WRITTEN REQUEST: Can you output the records below, unchanged, line for line?

[Items from a dataset]
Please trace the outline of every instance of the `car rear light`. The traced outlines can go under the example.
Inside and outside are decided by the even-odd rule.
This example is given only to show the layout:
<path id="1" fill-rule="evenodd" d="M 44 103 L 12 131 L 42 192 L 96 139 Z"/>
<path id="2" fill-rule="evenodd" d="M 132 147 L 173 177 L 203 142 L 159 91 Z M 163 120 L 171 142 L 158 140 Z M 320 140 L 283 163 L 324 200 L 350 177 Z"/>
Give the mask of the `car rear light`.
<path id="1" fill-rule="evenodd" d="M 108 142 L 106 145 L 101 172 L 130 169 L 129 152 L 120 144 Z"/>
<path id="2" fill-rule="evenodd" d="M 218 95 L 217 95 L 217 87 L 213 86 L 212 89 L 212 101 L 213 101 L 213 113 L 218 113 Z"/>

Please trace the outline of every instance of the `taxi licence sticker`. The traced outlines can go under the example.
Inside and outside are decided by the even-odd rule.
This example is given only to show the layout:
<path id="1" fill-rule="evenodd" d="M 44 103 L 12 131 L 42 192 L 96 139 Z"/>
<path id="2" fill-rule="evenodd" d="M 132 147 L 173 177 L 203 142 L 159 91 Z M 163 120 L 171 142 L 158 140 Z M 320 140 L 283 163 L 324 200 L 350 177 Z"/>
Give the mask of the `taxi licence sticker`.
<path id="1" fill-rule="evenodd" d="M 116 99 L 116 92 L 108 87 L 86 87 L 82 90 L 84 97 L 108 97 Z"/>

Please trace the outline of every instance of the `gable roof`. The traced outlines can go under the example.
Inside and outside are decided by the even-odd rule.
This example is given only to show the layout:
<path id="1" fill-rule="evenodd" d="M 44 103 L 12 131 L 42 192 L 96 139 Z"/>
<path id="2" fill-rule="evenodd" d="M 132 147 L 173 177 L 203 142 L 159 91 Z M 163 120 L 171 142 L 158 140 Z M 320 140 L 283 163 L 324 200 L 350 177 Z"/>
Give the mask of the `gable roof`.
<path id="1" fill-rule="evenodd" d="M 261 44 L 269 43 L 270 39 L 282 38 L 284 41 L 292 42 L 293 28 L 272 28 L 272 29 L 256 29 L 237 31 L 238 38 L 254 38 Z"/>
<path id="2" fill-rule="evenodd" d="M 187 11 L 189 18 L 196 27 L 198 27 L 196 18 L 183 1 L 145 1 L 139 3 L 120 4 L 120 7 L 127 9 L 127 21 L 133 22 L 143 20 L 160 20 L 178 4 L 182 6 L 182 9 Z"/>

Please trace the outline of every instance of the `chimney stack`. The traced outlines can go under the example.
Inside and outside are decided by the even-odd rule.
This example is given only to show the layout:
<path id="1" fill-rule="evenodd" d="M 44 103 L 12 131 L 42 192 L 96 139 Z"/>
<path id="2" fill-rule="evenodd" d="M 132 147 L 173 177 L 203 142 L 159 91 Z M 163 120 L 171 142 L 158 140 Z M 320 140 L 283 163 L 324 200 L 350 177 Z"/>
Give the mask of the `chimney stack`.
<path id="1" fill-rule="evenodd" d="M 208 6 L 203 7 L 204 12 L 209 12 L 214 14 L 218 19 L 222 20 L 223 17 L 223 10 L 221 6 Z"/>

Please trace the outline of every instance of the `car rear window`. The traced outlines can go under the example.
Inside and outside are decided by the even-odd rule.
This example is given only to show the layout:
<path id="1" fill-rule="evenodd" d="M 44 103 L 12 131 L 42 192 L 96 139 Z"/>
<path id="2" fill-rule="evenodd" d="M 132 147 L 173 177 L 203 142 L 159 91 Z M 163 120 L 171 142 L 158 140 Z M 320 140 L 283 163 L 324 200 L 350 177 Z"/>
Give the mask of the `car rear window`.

EXERCISE RESPONSE:
Please trace the outline of every instance of the `car rear light`. The traced outlines can go under the example.
Inside and outside are decided by the even-odd rule.
This example is given only to show the layout:
<path id="1" fill-rule="evenodd" d="M 44 103 L 12 131 L 42 192 L 96 139 Z"/>
<path id="2" fill-rule="evenodd" d="M 132 147 L 173 177 L 203 142 L 159 91 Z M 163 120 L 171 142 L 158 140 Z M 320 140 L 283 163 L 324 200 L 350 177 Z"/>
Give the mask of the `car rear light`.
<path id="1" fill-rule="evenodd" d="M 108 142 L 106 145 L 101 172 L 130 169 L 129 152 L 120 144 Z"/>
<path id="2" fill-rule="evenodd" d="M 218 95 L 217 95 L 217 87 L 213 86 L 212 89 L 212 101 L 213 101 L 213 113 L 218 113 Z"/>

Please trace the outline of every instance of the `taxi licence sticker`. The traced outlines can go under the example.
Inside and outside are decided by the even-odd rule.
This example is given only to show the layout:
<path id="1" fill-rule="evenodd" d="M 44 103 L 12 131 L 42 192 L 96 139 Z"/>
<path id="2" fill-rule="evenodd" d="M 132 147 L 173 177 L 203 142 L 159 91 Z M 163 120 L 171 142 L 158 140 Z M 320 140 L 283 163 L 324 200 L 350 177 Z"/>
Give the mask of the `taxi licence sticker`.
<path id="1" fill-rule="evenodd" d="M 116 99 L 116 92 L 108 87 L 86 87 L 82 90 L 84 97 L 108 97 Z"/>

Please trace the outline of every instance of the `gable roof`. The traced outlines can go under the example.
Inside and outside are decided by the even-odd rule.
This example is given only to show the layout:
<path id="1" fill-rule="evenodd" d="M 44 103 L 12 131 L 42 192 L 96 139 Z"/>
<path id="2" fill-rule="evenodd" d="M 132 147 L 173 177 L 203 142 L 159 91 Z M 163 120 L 171 142 L 158 140 Z M 320 140 L 283 163 L 324 200 L 350 177 Z"/>
Give the mask of the `gable roof`.
<path id="1" fill-rule="evenodd" d="M 261 44 L 269 43 L 270 39 L 282 38 L 284 41 L 292 42 L 293 28 L 272 28 L 272 29 L 256 29 L 237 31 L 238 38 L 254 38 Z"/>
<path id="2" fill-rule="evenodd" d="M 187 11 L 189 18 L 196 27 L 198 27 L 196 18 L 183 1 L 145 1 L 139 3 L 120 4 L 120 7 L 127 9 L 127 21 L 133 22 L 143 20 L 160 20 L 178 4 L 182 6 L 182 9 Z"/>

Please trace the outline of every instance of the `chimney stack`. The traced outlines can go under the example.
Inside and outside are decided by the even-odd rule.
This example is given only to show the layout:
<path id="1" fill-rule="evenodd" d="M 44 103 L 12 131 L 42 192 L 96 139 Z"/>
<path id="2" fill-rule="evenodd" d="M 132 147 L 173 177 L 203 142 L 159 91 Z M 163 120 L 171 142 L 158 140 Z M 320 140 L 283 163 L 324 200 L 350 177 Z"/>
Give the mask of the `chimney stack`.
<path id="1" fill-rule="evenodd" d="M 208 6 L 203 7 L 204 12 L 209 12 L 214 14 L 218 19 L 222 20 L 223 17 L 223 10 L 221 6 Z"/>

Please trace the outline of every instance of the `car rear window`. The traced outlines can go under the example.
Inside and outside are decided by the even-odd rule.
This example is given only to show the layout:
<path id="1" fill-rule="evenodd" d="M 44 103 L 12 131 L 42 192 L 96 139 Z"/>
<path id="2" fill-rule="evenodd" d="M 132 147 L 173 177 L 203 142 L 159 91 Z M 163 120 L 171 142 L 158 140 Z M 320 140 L 283 163 L 324 200 L 350 177 Z"/>
Give the mask of the `car rear window`.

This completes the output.